WHAT THE TASK REQUIRES - Reproduce all of the listing below without alteration.
-- START SUPPLIED RECORDS --
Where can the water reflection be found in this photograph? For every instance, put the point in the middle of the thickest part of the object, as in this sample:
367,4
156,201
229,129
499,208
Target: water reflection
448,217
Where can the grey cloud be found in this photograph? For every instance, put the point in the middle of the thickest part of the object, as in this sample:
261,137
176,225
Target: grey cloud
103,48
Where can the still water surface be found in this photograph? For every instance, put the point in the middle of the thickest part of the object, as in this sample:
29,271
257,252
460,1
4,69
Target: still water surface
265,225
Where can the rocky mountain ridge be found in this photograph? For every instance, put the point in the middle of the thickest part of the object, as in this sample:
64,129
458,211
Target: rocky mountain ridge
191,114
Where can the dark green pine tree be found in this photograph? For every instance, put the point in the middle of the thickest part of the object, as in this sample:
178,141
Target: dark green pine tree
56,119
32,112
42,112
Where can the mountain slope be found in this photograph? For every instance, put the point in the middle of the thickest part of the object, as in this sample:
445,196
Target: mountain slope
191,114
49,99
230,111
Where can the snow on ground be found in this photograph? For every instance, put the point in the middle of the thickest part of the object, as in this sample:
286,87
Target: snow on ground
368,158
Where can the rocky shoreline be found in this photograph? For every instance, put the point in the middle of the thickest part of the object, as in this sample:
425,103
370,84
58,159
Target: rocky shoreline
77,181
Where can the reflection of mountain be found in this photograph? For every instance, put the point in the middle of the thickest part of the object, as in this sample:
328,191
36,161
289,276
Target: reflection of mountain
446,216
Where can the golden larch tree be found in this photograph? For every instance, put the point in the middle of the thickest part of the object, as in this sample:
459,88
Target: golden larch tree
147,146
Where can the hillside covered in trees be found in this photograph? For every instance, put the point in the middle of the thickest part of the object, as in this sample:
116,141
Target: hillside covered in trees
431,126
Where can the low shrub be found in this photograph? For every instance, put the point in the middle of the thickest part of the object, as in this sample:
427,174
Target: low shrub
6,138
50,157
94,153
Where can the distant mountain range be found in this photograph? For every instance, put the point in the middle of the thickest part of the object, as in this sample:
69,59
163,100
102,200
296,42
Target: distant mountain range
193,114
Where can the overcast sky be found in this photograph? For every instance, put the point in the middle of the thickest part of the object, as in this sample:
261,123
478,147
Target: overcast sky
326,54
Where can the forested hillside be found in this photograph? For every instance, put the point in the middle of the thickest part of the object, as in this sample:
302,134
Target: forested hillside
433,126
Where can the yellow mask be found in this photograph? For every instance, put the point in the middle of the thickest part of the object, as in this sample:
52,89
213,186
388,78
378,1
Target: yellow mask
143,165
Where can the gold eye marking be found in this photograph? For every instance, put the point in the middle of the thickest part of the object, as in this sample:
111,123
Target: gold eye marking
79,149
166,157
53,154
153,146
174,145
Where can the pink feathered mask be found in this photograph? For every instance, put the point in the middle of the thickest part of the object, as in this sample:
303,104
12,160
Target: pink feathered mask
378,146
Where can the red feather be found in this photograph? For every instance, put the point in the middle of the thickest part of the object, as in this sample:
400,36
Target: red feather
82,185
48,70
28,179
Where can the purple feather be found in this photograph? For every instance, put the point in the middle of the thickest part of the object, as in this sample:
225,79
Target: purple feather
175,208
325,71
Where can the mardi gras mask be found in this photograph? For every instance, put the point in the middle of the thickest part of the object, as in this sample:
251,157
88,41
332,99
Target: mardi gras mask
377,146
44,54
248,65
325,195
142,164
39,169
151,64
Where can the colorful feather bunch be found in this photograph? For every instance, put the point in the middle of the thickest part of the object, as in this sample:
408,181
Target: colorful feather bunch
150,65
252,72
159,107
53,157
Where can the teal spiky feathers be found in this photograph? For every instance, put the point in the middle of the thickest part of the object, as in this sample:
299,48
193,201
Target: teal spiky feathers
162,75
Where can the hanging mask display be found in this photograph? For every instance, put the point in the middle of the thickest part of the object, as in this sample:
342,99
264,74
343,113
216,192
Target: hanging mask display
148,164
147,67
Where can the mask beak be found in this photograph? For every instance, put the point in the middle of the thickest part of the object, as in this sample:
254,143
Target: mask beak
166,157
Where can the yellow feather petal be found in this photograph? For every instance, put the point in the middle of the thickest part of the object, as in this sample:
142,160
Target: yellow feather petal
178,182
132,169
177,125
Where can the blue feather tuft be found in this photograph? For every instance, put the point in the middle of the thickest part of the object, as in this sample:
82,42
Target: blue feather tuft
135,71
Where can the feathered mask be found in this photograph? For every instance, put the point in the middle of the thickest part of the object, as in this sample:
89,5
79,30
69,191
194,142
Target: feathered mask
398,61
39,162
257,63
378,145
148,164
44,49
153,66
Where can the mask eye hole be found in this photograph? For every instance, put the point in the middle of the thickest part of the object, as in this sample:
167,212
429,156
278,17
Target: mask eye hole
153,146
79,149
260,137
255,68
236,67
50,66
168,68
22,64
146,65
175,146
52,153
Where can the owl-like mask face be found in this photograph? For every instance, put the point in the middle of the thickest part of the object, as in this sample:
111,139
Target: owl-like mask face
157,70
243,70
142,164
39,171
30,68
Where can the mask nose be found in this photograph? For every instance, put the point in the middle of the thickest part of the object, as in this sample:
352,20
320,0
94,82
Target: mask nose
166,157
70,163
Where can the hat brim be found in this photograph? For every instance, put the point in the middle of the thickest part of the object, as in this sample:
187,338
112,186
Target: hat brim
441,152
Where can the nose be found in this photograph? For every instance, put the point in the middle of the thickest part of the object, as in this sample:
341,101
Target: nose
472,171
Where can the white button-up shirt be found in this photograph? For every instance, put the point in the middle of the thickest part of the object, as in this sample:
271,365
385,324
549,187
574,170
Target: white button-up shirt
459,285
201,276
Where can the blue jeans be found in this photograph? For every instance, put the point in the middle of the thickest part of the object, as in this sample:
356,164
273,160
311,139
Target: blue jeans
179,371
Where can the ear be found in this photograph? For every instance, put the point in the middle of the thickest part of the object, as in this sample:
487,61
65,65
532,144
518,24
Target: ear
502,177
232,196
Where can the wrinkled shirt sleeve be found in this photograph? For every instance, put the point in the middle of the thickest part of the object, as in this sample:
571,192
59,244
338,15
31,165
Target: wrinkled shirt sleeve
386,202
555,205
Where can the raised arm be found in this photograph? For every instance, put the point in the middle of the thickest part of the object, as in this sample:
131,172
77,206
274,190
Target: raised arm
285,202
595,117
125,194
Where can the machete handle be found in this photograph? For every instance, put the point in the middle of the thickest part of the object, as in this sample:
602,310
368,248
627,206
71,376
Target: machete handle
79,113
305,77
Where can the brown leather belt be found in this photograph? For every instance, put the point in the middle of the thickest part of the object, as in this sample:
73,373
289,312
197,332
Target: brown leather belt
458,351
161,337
-- END SUPPLIED RECORDS --
COMPLETE RESPONSE -
Where can the water reflection be found in this photograph? For every instance, put the point in the middle of the thickest part of the object, as in this sample:
367,4
156,201
229,129
499,208
Target: water reflection
448,217
Where can the grey cloud be found in this photograph? For every instance, put the point in the middle of the thickest part of the object, as in this sample:
261,137
176,225
Target: grey cloud
103,48
Where can the still water surface be found in this photograph? For every instance, put the point in the middle of the thickest part of the object, as in this sample:
29,271
257,252
460,1
4,69
Target: still water surface
265,225
Where can the rocky mountain ridge be found in this photograph? For every instance, put the point in the middle of the thickest part of the object, as in this sample:
64,129
458,211
Target: rocky mountain ridge
191,114
Where can the dark green pine tree be found in this photograph? For every instance, put the point in the middle of the thickest part of the object, as in this sample:
178,141
Target: dark green pine tree
56,119
32,112
42,112
Where can the mountain slope be found in this photograph? For every instance, put the point in the middle of the thickest part of the object, as in this sample:
445,196
Target: mountain slope
191,114
49,99
230,111
Where can the snow on ground be found in this photograph? For every instance, put the point in the middle of the thickest part of the object, as in this sample:
286,87
Target: snow on ground
368,158
Where can the rocky shoreline be found in this photograph? For every instance, put the point in the middle of the thickest part of the object, as in this sample:
425,103
370,84
58,159
Target: rocky shoreline
77,181
Where can the reflection of mountain be found in this photograph? For every instance, put the point in the middle of the thickest part of the object, as in this sample:
328,191
36,161
289,276
Target: reflection of mountain
446,216
Where can the golden larch tree be found in this photograph? For every instance, put the point in the middle of the thickest part of the object, as in this sample:
459,88
Target: golden larch tree
147,146
Where can the hillside covered in trees be found in this photograph? For every instance, put the point in the middle of the thickest part of the object, as in this sample:
116,141
Target: hillside covered in trees
431,126
Where can the low shrub be found in this photograph? For every instance, put the point in the middle of the thickest part of the object, as in this sample:
427,174
Target: low shrub
6,138
50,157
94,153
Where can the distant mountain range be found in this photograph? For every instance, put the point in the middle of the thickest part of the object, as in this sample:
69,59
163,100
102,200
296,42
Target: distant mountain range
193,114
Where can the overcast sky be found in this photograph? For every instance, put the point in the middle of the thickest part of the object, as in this sample:
261,123
478,147
Target: overcast sky
326,54
Where can the forested hillside be found in this photograph? For every instance, put the point in the middle of the thickest part of the object, as in this sample:
302,134
Target: forested hillside
433,126
Where can the yellow mask be found in this photograph? For every instance, put the point in the middle of the thickest part of the object, as in this sample:
52,89
213,186
388,78
378,1
Target: yellow mask
143,165
Where can the gold eye marking be found in this photograph? For every instance, put the point in the middle of the thickest part of the object, as in this sample:
111,123
Target: gold eye marking
79,149
166,157
53,154
153,146
174,145
Where can the pink feathered mask be found in this photograph? For every instance, put the point in the middle of the thickest part of the object, as in this sample:
303,104
12,160
Target: pink feathered mask
378,146
Where can the red feather be found in this photograph? For every instance, put the point in the middle of the thickest part of the object, as in this sample:
400,36
Target: red feather
82,185
48,70
28,179
Where can the purple feather be found in this photograph? For every instance, put the point in the middle of the thickest part of the object, as in this sample:
225,79
Target: purple feather
175,208
325,71
Where can the mardi gras mask be found in this photograph? For every instance, put the point in the middle of the thickest part of the object, as in this sample:
251,157
88,41
332,99
Target: mardi gras mask
377,146
44,54
248,65
325,195
142,164
39,169
151,64
Where can the colorful feather bunch be found in this photograph? For every instance, put the point in the middle of the thickest part of the object, as in this sample:
408,181
Target: colorful feather bunch
150,65
252,72
159,107
53,157
Where can the teal spiky feathers be found in this photograph? For every instance, put the point in the middle of the thickest part of the object, as in this sample:
299,48
193,201
Target: teal spiky feathers
162,75
Where can the hanging mask display be found in this photograph? For every instance, put the point in the middle of the thickest part of the object, as in this sample:
342,99
264,74
343,113
216,192
Target: hanging mask display
148,164
147,67
Where can the mask beak be found in this photograph? For every instance, put the point in the middle of the thickest part of the object, as in this sample:
254,143
Target: mask beak
166,157
Where can the yellow feather petal be found in this photograph? For every instance, put the point in the middle of the thickest part of the object, as in this sample:
142,160
Target: yellow feather petal
178,182
132,169
177,125
Where can the blue feather tuft be found in this photograph? For every instance, put the point in the middle of the thickest part of the object, as in this sample:
82,42
Target: blue feather tuft
135,71
Where can the feathered mask be found in this photograph? For every instance, put the point in the middle of the thickest part of the object, as in this sample:
89,5
79,30
69,191
194,142
Target: feathered mask
398,61
39,162
257,63
378,145
148,164
44,49
153,66
Where can the mask eye hole be found in this photograph? For every instance, put the point in the middle of the thickest part of the object, as in this sample:
167,212
429,156
278,17
Target: mask eye hole
153,146
79,149
260,137
255,68
236,67
50,66
168,68
22,64
146,65
175,146
52,153
Where can the owl-like mask face be found in this photograph? For every instance, put the point in the middle of the thickest part of the object, as in this sample:
111,139
Target: owl-like mask face
157,70
243,70
142,164
39,171
30,68
Where can the mask nose be found in this photograph? For every instance, put the point in the middle of the thickest part of the object, as in this sample:
352,20
320,0
94,82
Target: mask nose
166,157
70,163
Where can the hat brim be found in this photograph? For every instance, put the point in the middle of the thickest part of the object, as in this sample:
187,338
112,186
Target: hat brim
441,152
Where can the nose be found in this photograph? For every instance, put the point in the middle of the thickest part of the object, as in this sample:
341,101
Target: nose
472,171
Where can the white button-up shirt be found in this photograph? For every instance, put the point in the middle of the thickest part of the object, as in this sample:
271,365
385,324
549,187
574,170
Target: white button-up shirt
459,285
201,276
Where can the blue jeans be found in this photograph? For every instance, put the point in the middle of the thickest part of the object, as in this sample:
356,164
273,160
311,139
Target: blue jeans
179,371
Where can the ear be found in this photograph? For every instance, put the point in the middle of the thickest part of the object, as in this sample:
487,61
65,65
532,144
518,24
Target: ear
502,177
232,196
Where can the wrinkled shirt sleeve be found in this photograph? For every instance, put the point in the middle of the thickest part of the object, as in this sample:
571,192
59,244
338,15
31,165
Target: wrinkled shirt sleeve
386,202
555,205
Where can the raised arm be found in this photograph? For every instance, put the point in the middle of the thickest part of the object, as in this sample:
131,172
77,206
274,190
Target: raised arm
285,202
595,117
125,194
Where can the machete handle be found in this photograph? For every instance, put the point in the middle of the thickest part of the object, as in this sample:
602,310
368,248
627,206
71,376
Target: machete handle
79,113
305,77
Where can the brown leather belt be found in this photograph? For every instance, put the point in the middle of the thickest part of the object, as in this sample:
73,373
289,312
197,332
Target: brown leather belt
458,351
161,337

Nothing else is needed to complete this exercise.